Every line in the data below that has the word "positive" should be returned.

··· DATA RECORDS

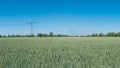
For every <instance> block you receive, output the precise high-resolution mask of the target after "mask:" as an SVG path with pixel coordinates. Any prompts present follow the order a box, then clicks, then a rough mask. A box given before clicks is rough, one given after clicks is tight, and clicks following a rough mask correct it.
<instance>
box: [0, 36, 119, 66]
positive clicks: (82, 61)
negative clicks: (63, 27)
mask: <svg viewBox="0 0 120 68" xmlns="http://www.w3.org/2000/svg"><path fill="white" fill-rule="evenodd" d="M119 67H120V38H119V37H46V38H38V37H36V38H25V37H24V38H22V37H20V38H0V68H119Z"/></svg>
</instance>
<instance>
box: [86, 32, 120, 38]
mask: <svg viewBox="0 0 120 68" xmlns="http://www.w3.org/2000/svg"><path fill="white" fill-rule="evenodd" d="M85 37H120V32H118V33H115V32H108V33H107V34H104V33H93V34H90V35H85Z"/></svg>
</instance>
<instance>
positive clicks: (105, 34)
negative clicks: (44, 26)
mask: <svg viewBox="0 0 120 68" xmlns="http://www.w3.org/2000/svg"><path fill="white" fill-rule="evenodd" d="M0 37H120V32H118V33H115V32H108V33H107V34H104V33H93V34H89V35H81V36H78V35H77V36H70V35H64V34H54V33H53V32H50V33H49V34H46V33H38V34H37V35H33V34H31V35H20V34H19V35H14V34H12V35H0Z"/></svg>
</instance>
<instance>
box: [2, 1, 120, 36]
mask: <svg viewBox="0 0 120 68" xmlns="http://www.w3.org/2000/svg"><path fill="white" fill-rule="evenodd" d="M30 21H33V22H39V23H36V24H34V33H35V34H37V33H39V32H42V33H49V32H51V31H52V32H54V33H56V34H57V33H61V34H71V32H73V33H74V35H76V34H77V35H84V34H91V33H107V32H120V1H117V0H0V34H5V35H7V34H29V33H30V25H25V23H27V22H30Z"/></svg>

······

WRITTEN ANSWER →
positive clicks: (82, 61)
positive clicks: (105, 34)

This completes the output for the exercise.